**DOCUMENT:**
+ + + +

The Department of Justice takes the position that websites are covered by the Americans with Disabilities Act (ADA). More claims are being filed by plaintiffs targeting retailers whose websites are inaccessible to consumers who are blind or have low vision. With more than $72 billion to be spent online this holiday season, retailers that do not address accessibility issues may be on the receiving end of claims—and may look more like the Grinch than Santa Claus.
Blind consumers navigate the Internet through the use of assistive technologies, such as screen readers, which essentially “read” onscreen text out loud. Websites using certain graphics and other features that are not adequately described in associated text are frequently inaccessible to these assistive technologies, but usually can be made screen-reader-friendly without materially altering a website’s visual effects.
Although the ADA does not mandate the use of specific standards to ensure that websites and other technologies are accessible to disabled consumers, Title III of the ADA generally requires that “places of public accommodation” ensure equal access to the goods and services they offer. Several claims have been brought against retailers over the past few years for failing to make their websites accessible to blind consumers. For the most part, courts have ruled that websites are covered by the ADA if there is a “nexus” with a physical facility that is a “place of public accommodation.” But recent cases have been filed against purely web-based businesses, raising the question of whether Internet websites themselves can be considered a “place of public accommodation” under the ADA or applicable state laws.

+ + + +

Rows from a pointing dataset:
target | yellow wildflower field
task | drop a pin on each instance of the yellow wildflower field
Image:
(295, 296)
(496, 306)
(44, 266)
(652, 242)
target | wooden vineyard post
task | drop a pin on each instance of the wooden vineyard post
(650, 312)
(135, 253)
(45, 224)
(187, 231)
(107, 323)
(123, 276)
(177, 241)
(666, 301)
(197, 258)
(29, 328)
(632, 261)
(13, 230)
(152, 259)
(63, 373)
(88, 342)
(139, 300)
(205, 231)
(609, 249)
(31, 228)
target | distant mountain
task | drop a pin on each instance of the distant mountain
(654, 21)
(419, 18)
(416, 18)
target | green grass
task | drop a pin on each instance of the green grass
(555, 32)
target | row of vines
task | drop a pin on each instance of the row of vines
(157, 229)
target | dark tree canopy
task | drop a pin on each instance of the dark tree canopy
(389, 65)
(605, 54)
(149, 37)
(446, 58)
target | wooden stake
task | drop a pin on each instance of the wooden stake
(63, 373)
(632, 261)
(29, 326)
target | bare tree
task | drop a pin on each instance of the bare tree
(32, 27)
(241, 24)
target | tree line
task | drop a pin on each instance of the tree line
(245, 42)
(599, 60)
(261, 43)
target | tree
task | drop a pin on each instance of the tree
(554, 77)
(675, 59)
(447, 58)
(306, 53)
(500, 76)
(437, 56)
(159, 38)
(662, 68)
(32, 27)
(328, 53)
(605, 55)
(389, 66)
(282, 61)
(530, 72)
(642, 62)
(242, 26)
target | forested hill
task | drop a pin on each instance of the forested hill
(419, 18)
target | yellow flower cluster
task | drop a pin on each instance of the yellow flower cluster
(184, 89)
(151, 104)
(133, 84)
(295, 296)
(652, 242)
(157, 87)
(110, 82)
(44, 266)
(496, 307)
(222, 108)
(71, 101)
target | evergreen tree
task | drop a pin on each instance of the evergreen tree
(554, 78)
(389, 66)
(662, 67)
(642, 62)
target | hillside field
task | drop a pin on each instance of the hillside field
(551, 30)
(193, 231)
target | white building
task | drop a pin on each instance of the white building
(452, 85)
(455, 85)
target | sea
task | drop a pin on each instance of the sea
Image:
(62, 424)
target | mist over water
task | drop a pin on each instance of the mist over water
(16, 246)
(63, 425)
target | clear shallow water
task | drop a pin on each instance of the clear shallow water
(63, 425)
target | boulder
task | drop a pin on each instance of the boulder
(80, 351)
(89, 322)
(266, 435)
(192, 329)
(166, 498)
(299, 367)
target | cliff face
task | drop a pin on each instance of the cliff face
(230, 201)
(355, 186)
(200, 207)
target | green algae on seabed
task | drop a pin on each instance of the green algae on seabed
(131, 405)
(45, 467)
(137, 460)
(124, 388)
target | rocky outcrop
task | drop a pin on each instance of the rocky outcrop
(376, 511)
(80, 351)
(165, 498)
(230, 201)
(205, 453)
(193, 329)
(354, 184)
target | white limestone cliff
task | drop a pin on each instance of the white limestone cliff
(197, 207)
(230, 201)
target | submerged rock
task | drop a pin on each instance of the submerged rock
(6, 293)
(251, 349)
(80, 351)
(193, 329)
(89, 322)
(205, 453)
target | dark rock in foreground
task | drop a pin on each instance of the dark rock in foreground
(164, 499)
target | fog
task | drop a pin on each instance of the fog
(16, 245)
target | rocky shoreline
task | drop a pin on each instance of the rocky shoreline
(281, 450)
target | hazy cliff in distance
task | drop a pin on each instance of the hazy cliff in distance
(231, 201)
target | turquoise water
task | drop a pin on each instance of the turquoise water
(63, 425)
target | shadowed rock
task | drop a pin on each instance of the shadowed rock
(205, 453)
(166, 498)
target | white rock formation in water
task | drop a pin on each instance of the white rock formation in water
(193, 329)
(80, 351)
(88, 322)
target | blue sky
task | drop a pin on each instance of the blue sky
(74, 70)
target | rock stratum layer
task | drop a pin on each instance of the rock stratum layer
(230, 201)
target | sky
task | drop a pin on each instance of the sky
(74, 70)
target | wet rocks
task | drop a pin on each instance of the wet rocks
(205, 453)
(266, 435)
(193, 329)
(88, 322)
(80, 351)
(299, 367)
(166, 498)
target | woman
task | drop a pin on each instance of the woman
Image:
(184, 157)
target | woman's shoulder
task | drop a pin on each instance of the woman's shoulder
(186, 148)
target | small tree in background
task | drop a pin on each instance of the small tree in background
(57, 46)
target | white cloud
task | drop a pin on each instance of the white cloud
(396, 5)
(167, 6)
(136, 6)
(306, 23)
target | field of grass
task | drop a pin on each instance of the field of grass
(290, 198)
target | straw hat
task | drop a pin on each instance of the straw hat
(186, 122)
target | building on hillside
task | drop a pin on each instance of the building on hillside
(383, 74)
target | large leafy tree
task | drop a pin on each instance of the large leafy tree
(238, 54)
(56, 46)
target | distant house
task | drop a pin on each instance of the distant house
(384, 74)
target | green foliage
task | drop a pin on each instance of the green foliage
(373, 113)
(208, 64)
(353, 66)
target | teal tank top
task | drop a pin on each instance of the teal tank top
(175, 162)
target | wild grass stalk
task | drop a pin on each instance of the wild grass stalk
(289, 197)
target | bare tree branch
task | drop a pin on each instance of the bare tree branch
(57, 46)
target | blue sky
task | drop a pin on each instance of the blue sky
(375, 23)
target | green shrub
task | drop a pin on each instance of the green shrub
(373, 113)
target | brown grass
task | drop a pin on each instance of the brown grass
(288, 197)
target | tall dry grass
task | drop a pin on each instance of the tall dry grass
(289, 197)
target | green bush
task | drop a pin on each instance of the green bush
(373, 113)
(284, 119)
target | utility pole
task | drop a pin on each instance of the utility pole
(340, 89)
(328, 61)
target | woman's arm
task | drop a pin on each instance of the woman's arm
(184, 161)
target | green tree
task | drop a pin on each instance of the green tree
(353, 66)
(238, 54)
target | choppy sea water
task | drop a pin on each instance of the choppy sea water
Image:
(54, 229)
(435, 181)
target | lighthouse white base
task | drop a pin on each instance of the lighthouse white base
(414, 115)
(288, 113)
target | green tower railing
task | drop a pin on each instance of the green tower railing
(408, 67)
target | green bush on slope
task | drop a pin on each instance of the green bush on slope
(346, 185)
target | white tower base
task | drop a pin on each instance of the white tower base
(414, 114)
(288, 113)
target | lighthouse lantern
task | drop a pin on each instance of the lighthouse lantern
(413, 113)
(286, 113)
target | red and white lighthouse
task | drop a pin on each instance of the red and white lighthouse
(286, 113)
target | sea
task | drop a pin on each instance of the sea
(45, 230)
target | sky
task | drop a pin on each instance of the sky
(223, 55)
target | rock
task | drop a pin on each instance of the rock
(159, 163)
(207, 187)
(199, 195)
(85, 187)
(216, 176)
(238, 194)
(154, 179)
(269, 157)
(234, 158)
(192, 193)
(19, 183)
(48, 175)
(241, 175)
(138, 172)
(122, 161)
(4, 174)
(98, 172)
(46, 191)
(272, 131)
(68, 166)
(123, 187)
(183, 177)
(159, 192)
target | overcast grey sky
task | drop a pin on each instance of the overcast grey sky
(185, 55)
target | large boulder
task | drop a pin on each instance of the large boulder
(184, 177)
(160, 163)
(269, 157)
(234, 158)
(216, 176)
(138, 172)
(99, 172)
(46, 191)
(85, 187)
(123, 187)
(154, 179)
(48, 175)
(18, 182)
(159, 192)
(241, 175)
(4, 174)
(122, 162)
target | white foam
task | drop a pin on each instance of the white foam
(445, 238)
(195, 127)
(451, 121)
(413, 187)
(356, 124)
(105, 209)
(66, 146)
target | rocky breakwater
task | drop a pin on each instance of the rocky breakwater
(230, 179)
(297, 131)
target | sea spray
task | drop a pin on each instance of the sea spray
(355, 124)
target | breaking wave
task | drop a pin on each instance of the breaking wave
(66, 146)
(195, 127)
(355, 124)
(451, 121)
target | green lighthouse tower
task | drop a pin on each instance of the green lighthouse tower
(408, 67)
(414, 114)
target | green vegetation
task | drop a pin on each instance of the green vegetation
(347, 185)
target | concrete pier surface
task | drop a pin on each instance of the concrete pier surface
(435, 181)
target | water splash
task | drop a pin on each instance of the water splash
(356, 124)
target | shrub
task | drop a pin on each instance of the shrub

+ + + +

**TASK:** In the passage on website accessibility, copy the text starting with "Blind consumers navigate" and going on through "website’s visual effects.", swapping "assistive technologies" for "accessibility tools" wherever it occurs.

**SOLVED PROBLEM:**
Blind consumers navigate the Internet through the use of accessibility tools, such as screen readers, which essentially “read” onscreen text out loud. Websites using certain graphics and other features that are not adequately described in associated text are frequently inaccessible to these accessibility tools, but usually can be made screen-reader-friendly without materially altering a website’s visual effects.